Data provided:
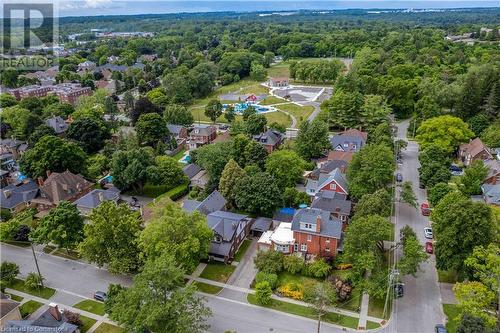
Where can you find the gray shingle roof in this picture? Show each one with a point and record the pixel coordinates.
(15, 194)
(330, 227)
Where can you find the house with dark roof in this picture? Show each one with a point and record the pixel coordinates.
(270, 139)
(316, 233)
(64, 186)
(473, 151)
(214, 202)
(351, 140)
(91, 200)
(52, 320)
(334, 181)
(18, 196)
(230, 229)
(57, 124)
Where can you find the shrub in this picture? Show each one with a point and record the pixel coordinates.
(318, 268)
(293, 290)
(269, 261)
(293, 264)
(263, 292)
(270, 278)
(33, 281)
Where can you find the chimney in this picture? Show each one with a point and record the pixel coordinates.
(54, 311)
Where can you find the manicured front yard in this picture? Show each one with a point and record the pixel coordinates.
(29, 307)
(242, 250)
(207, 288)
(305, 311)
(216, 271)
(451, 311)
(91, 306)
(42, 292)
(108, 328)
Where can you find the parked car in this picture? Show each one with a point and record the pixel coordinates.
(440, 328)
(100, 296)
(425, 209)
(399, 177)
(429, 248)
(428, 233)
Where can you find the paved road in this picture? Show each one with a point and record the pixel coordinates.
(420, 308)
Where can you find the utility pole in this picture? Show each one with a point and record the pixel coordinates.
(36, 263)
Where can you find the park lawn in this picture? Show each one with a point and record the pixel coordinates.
==
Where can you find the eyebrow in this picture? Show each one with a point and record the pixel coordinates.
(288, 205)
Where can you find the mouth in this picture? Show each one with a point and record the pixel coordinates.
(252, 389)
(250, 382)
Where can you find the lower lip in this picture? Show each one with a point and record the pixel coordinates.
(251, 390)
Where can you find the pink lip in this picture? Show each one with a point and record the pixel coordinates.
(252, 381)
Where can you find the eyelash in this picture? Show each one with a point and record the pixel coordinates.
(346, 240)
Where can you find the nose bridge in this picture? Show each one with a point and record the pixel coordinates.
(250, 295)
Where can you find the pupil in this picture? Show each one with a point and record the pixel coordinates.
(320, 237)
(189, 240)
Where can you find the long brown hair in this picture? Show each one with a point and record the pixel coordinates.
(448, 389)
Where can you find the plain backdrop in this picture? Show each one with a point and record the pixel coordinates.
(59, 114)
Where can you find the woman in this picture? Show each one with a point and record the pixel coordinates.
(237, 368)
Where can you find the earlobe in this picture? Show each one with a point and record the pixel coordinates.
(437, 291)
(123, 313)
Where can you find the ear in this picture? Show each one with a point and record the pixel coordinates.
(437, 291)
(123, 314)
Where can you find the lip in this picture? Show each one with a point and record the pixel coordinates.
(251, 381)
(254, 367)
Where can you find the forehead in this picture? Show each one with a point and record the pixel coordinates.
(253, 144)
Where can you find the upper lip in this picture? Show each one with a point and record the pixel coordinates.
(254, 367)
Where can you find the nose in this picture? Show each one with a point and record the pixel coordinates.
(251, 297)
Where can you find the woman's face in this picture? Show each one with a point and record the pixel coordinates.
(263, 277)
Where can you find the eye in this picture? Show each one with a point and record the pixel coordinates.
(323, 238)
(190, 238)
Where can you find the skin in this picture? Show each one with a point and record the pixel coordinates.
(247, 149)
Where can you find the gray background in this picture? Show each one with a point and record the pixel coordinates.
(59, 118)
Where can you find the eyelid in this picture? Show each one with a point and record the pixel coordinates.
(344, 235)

What the task asks:
Return every line of the records that contains the word "gray", copying each line in full. Case counts.

Final answer:
Where can you find the gray shingle roof in this picture? Show each one with a point and record the pixel coordinates.
Where can you find the gray background in this picture? Show each one with a point and record the pixel coordinates.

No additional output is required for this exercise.